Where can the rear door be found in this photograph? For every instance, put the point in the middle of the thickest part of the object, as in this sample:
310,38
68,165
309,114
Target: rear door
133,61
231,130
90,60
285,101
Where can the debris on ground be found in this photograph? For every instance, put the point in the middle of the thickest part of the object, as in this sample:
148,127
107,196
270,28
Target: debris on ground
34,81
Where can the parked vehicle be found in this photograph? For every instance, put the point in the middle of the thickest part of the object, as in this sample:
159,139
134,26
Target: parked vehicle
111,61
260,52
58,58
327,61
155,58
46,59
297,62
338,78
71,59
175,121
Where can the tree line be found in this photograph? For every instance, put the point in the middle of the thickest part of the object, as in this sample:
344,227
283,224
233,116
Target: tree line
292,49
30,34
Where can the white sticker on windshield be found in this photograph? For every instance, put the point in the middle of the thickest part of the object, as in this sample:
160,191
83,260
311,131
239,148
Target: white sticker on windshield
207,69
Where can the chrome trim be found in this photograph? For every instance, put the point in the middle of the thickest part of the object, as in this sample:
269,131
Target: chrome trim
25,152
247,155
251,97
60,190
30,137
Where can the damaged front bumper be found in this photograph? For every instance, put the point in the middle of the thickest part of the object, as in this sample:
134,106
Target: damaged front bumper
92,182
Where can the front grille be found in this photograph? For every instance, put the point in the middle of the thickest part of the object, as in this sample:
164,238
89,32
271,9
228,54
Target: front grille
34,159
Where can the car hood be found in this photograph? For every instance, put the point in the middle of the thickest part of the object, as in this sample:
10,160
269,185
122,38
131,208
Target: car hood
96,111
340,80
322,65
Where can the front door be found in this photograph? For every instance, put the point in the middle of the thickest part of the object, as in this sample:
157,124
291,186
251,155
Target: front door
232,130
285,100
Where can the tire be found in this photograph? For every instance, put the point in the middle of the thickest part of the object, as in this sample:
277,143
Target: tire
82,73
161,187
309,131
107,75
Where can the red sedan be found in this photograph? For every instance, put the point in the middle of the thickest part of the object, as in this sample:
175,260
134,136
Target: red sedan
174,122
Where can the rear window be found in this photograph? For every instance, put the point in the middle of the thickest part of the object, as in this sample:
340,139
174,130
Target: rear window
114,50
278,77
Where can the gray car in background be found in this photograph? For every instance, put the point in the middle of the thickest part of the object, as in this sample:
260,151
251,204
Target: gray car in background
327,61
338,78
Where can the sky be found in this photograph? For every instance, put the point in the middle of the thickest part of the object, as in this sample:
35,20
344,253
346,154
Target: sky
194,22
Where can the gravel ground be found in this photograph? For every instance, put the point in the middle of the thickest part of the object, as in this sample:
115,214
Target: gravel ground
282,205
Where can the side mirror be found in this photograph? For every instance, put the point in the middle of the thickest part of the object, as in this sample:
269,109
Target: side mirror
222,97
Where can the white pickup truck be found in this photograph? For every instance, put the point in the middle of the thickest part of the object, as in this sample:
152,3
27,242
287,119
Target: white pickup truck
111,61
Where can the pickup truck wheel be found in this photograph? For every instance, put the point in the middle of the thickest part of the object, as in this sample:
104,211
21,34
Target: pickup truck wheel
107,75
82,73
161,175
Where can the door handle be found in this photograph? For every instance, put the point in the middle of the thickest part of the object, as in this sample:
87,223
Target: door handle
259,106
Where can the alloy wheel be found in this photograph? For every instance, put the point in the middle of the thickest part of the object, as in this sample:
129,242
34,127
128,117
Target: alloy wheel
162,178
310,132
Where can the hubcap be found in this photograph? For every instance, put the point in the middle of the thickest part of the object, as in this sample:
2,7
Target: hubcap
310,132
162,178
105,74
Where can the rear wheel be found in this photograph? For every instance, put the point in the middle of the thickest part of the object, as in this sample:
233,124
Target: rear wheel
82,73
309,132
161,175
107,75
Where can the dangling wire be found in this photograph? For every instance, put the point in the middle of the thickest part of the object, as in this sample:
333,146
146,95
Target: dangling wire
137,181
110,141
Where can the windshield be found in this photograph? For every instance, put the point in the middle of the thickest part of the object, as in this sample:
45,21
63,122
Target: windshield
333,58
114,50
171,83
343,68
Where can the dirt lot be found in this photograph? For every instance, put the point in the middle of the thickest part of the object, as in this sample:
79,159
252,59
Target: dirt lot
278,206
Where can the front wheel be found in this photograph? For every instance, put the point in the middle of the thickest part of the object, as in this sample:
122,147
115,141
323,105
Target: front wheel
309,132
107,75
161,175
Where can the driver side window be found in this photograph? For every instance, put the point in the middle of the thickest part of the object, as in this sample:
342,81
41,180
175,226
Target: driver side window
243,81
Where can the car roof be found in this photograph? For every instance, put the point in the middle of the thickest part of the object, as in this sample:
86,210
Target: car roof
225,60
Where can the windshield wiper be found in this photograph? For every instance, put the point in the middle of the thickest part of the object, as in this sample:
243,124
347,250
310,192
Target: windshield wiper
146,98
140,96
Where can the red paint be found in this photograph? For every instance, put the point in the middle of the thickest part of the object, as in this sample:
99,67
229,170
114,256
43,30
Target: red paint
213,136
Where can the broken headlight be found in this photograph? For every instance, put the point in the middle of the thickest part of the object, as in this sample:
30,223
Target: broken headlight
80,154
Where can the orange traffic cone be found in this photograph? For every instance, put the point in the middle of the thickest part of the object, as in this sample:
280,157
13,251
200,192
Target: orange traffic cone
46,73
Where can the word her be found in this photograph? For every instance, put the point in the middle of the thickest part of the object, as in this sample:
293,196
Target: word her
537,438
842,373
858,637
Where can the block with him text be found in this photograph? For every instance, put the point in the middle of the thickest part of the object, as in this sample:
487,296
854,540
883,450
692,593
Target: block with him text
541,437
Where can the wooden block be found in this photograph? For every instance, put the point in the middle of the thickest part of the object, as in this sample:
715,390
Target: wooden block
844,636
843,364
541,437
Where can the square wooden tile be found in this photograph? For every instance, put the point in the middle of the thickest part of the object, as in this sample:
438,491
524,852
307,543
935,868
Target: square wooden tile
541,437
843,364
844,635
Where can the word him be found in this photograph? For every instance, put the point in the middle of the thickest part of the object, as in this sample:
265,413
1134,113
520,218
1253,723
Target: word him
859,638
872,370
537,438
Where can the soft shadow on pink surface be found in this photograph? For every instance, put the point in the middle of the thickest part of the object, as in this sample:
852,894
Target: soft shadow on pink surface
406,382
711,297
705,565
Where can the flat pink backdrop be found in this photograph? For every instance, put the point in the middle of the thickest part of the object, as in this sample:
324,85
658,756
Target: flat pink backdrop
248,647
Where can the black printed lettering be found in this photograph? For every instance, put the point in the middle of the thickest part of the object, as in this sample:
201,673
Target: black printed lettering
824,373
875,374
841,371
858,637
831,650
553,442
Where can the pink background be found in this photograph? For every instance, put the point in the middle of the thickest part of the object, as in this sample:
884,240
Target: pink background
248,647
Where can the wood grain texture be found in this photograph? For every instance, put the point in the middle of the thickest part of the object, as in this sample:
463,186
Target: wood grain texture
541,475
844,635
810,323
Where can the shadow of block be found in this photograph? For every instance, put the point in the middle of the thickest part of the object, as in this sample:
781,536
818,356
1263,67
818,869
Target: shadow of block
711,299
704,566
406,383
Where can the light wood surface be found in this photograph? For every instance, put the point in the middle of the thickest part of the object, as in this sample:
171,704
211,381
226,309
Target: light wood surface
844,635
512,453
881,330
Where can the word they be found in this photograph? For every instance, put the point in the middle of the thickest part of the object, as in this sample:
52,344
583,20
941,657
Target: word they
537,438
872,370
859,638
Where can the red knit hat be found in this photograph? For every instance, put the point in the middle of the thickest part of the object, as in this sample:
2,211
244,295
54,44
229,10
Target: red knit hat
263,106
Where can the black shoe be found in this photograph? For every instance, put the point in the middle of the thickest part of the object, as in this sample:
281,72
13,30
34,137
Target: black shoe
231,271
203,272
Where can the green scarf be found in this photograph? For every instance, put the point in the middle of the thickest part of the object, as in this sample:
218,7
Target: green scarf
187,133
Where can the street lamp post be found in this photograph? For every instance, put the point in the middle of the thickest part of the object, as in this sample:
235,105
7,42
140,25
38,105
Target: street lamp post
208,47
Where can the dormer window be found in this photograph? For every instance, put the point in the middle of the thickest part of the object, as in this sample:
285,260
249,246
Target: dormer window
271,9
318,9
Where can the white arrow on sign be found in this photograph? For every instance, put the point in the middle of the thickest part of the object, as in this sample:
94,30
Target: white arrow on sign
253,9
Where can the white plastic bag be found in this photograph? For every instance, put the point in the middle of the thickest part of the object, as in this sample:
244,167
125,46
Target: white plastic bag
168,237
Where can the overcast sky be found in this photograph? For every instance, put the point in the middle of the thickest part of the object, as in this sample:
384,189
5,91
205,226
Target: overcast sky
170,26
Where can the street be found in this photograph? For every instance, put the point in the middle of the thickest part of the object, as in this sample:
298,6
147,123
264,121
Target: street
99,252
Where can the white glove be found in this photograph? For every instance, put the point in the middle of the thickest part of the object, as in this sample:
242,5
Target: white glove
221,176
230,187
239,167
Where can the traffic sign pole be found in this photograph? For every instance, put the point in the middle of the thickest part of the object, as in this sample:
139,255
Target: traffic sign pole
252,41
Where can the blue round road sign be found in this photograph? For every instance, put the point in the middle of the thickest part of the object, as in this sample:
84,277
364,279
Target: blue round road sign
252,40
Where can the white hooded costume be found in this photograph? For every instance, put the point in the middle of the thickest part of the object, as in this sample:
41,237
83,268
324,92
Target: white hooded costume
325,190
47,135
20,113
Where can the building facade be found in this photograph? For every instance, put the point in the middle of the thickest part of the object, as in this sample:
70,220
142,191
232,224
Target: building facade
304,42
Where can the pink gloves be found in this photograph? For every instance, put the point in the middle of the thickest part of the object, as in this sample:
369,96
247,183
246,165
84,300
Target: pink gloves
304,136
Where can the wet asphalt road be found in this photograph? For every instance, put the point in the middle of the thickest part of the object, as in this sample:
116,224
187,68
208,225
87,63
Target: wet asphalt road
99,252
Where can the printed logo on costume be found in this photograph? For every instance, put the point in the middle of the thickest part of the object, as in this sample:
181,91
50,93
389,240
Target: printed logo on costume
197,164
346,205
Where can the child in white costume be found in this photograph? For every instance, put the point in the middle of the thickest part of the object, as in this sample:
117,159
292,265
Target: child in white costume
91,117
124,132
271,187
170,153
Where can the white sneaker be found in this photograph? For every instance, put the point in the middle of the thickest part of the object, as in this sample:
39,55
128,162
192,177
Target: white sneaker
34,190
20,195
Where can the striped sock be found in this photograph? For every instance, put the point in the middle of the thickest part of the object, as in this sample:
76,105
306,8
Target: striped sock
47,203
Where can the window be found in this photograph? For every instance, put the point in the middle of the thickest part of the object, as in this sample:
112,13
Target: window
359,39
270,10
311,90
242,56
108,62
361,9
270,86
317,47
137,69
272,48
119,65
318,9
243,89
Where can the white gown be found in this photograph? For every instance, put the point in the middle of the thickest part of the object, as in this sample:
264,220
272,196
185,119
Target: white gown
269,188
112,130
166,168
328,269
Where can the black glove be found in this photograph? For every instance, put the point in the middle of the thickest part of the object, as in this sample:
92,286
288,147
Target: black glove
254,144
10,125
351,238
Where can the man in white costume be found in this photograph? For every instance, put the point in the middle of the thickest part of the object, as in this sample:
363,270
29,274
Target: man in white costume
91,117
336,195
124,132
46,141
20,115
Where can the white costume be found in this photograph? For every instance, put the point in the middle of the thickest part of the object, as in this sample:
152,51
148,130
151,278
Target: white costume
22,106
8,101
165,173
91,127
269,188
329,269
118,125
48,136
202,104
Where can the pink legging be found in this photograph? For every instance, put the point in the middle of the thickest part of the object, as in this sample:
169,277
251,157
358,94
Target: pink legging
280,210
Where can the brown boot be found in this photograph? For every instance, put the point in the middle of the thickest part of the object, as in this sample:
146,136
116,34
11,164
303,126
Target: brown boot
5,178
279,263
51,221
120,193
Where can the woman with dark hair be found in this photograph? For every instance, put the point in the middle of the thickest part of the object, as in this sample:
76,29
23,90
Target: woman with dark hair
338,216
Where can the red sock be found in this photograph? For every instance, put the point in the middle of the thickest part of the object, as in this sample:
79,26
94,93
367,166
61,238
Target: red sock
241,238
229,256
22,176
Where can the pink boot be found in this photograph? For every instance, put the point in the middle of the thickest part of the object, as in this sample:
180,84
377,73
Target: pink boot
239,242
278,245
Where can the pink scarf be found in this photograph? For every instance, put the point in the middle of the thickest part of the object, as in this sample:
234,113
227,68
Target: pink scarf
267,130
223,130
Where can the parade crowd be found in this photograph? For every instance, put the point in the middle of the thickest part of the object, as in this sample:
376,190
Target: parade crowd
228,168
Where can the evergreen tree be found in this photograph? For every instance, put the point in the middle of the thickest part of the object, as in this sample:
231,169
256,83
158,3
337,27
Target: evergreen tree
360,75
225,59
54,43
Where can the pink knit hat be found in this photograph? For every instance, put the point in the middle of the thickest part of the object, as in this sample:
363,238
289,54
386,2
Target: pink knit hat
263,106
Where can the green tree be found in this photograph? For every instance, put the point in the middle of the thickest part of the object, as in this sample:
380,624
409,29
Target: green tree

▶ TASK DIRECTIONS
Copy exactly the lines from the one containing "Where can the red sock" through the last line of the records, both included, and nothing else.

▶ EXERCISE RESULT
Where can the red sock be found in this photograph? For every instance, put the point in the middle of the thickest part of the object, as in this sample:
79,26
94,93
367,166
61,238
Target: red sock
241,238
229,256
22,176
Where can the pink boot be found in this photograph? For every instance, put the point in the middle of the thickest part of the object, as in this sample:
180,84
377,73
Target: pink boot
239,242
278,245
Where can the pink scarf be found in this photograph? For every instance, put the point in the middle of the thickest part of the object, as in this sample:
234,113
227,68
Target: pink scarf
267,130
223,130
Where can the parade crowd be found in this photograph? For every instance, put the point in the middle of the thickest part of the object, as in this sample:
376,190
Target: parade crowd
228,168
Where can the evergreen tree be found in this photograph? For every instance, put the point in the middle of the thickest part of the object, as in this sample:
231,169
256,83
158,3
337,27
Target: evergreen tree
360,75
225,59
54,43
Where can the pink knit hat be found in this photograph? For every instance, put the point in the middle of the thickest part of the object, as in this sample:
363,238
289,54
386,2
Target: pink knit hat
263,106
Where can the green tree be found in this photograph? For every instance, put the point in the middle of the thickest part of the object, as in this sample:
380,624
409,29
Target: green tree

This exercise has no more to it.